■ **Required work**
Please write out, word for word, the part of the Cisco VPN thread that opens with the words containing "Thanks for replying" and closes with "given the profile.".

■ **Selected passage**
** Start **
Hope this helps a bit.

----------

## linuxbum

Rlittle 

Thanks for replying I did turn on the logging and see the same message that it cannot find the connection file.

But If I move the Phoenix_VPN file from the directory it sure compains about not finding the pfc file   :Surprised: 

So I looking into what the client thinks is the "connection entry"

In the Windows version it is the name you have given the profile.

I read where CISCO says if it fails try lower kernel version.

Nice eh? sure let me just go back to kernel 2.4.1  :Smile:  is that old enough for them   :Twisted Evil: 

Ok of soap box.

Bryan

----------

## rlittle

Hmm.. I'm stumped too. I change my kernel all the time and his hasn't screwed up Cisco since 2.6.5 or so (I'm on 2.6.15 right now). (Geee, THAT brings back bad memories   :Mad:  )

I guess that leaves certificates???? Does your /etc/opt/cisco-vpnclient/Certficates directory have 30-or-so files that look like:

caaaaaaa.cdx

caaaaaaa.dbf

caaaaaaa.fpt

???

....and my *super* lame-o suggestion: maybe Cisco hates the "_" in "Phoenix_VPN".   :Rolling Eyes: 

----------
** End **
■ **Stored data**
** Start **
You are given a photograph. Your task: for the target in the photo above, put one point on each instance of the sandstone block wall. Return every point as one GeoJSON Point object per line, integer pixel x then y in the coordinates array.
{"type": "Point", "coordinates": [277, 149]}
** End **
■ **Complete output**
Thanks for replying I did turn on the logging and see the same message that it cannot find the connection file.

But If I move the Phoenix_VPN file from the directory it sure compains about not finding the pfc file   :Surprised: 

So I looking into what the client thinks is the "connection entry"

In the Windows version it is the name you have given the profile.